[Dataset entries]
>>>>>

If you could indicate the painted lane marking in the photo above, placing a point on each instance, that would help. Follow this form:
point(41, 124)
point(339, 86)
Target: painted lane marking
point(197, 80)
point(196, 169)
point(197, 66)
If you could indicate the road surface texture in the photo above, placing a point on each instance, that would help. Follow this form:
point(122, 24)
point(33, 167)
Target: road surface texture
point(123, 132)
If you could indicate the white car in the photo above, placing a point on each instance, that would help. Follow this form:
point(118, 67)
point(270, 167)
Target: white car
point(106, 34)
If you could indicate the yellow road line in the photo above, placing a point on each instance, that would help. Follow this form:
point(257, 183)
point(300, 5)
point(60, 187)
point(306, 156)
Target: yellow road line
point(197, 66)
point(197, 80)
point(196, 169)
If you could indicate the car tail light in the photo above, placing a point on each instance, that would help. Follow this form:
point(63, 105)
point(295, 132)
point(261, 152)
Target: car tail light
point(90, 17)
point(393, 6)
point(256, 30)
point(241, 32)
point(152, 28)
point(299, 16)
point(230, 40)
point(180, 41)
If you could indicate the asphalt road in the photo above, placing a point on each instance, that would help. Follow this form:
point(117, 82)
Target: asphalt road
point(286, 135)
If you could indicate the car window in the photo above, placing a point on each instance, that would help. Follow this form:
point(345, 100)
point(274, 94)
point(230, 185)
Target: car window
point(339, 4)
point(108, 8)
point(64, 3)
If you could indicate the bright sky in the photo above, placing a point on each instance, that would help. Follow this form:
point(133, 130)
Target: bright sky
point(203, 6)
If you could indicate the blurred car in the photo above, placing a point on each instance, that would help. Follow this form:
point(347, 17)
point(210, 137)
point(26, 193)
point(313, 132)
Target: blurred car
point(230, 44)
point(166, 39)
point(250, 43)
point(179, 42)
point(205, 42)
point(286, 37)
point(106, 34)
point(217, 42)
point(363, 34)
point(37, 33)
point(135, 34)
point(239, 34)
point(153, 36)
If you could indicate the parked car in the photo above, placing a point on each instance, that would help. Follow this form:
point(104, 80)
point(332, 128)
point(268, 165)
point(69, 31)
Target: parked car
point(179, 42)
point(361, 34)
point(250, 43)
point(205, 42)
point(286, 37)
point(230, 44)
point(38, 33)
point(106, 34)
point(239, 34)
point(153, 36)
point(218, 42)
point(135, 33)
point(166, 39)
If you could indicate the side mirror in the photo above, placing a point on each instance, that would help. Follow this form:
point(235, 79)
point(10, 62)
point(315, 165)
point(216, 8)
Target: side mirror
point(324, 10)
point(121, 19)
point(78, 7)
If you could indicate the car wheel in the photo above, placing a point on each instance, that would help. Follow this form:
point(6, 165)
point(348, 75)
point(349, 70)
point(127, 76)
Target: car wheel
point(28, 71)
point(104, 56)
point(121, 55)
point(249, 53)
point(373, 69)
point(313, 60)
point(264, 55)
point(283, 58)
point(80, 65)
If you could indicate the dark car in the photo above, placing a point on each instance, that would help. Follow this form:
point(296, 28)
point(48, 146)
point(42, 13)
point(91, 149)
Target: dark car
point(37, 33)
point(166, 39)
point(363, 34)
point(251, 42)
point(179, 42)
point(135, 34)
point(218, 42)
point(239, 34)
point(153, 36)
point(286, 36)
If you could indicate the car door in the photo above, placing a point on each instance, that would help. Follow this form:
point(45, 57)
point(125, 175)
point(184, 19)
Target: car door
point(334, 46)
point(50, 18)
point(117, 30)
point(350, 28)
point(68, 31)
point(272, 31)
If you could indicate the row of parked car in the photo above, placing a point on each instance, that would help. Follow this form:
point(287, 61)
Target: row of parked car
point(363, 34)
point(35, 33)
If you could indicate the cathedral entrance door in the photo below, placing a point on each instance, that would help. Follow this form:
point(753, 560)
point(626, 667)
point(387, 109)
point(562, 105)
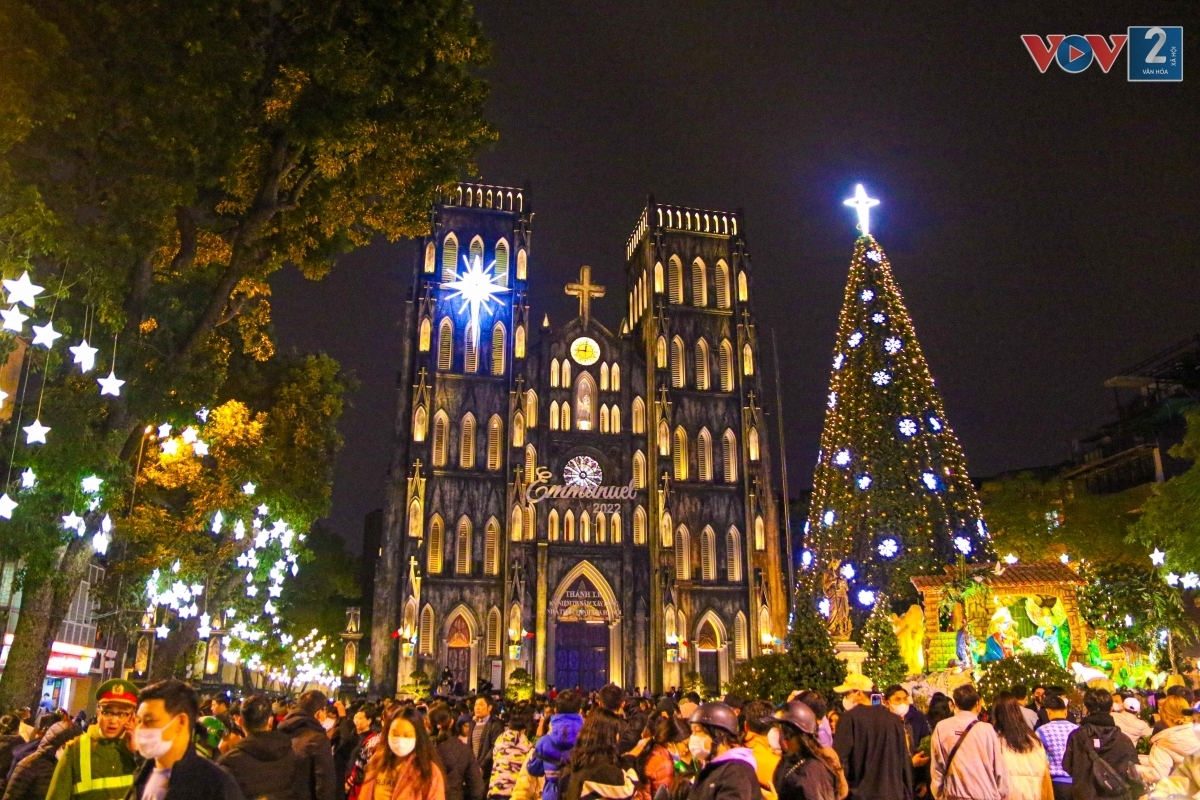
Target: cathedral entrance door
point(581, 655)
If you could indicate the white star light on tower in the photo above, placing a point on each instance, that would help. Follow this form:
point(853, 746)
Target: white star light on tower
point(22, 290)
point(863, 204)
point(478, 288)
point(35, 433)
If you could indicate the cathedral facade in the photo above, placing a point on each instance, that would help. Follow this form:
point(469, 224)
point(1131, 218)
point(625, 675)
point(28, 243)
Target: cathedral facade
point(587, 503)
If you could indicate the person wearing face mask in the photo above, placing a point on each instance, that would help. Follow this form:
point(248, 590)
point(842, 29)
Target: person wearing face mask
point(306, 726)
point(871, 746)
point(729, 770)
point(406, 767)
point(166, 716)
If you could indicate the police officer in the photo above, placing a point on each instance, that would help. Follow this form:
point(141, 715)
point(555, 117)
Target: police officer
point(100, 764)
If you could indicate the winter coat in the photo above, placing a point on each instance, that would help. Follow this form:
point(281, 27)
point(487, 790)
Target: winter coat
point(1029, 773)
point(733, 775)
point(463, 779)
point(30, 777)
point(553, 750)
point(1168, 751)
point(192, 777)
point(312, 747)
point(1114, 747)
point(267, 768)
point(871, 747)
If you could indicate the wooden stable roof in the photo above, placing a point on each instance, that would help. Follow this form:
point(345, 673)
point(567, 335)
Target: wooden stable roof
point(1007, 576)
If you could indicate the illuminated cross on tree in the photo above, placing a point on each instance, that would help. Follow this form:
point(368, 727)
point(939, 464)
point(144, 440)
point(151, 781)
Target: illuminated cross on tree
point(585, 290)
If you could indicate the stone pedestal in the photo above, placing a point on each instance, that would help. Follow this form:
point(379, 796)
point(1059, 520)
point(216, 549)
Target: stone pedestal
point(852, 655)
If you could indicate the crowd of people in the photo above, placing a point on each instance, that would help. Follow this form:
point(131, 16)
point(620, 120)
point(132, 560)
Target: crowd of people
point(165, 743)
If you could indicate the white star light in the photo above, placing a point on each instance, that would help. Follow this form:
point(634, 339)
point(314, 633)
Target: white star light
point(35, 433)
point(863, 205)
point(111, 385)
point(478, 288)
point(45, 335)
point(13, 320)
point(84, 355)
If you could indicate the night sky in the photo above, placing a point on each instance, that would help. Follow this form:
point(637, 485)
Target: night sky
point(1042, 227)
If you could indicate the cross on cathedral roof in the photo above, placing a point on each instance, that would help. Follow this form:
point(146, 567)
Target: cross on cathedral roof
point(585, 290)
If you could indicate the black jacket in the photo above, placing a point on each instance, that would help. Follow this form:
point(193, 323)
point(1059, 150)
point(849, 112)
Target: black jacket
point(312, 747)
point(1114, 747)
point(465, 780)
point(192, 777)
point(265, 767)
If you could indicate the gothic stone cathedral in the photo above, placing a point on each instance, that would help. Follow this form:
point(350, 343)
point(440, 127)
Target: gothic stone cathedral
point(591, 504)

<<<<<

> _INSTRUCTIONS TO FOLLOW_
From the entries above, return exactly the line containing "point(125, 175)", the line containing "point(562, 105)", and all lines between, and nothing else.

> _THE COMPLETED TASK_
point(125, 175)
point(184, 19)
Target: car door
point(334, 46)
point(50, 18)
point(117, 30)
point(350, 28)
point(68, 31)
point(272, 31)
If you could indicate the row of parked car in the photo above, placing a point on each instance, that would help. Follow this form:
point(287, 61)
Target: row of parked car
point(363, 34)
point(35, 33)
If you could indicate the cathedral entrance door in the photo below, placing a point on each instance, that would help. Follow this form:
point(753, 560)
point(626, 667)
point(387, 109)
point(562, 105)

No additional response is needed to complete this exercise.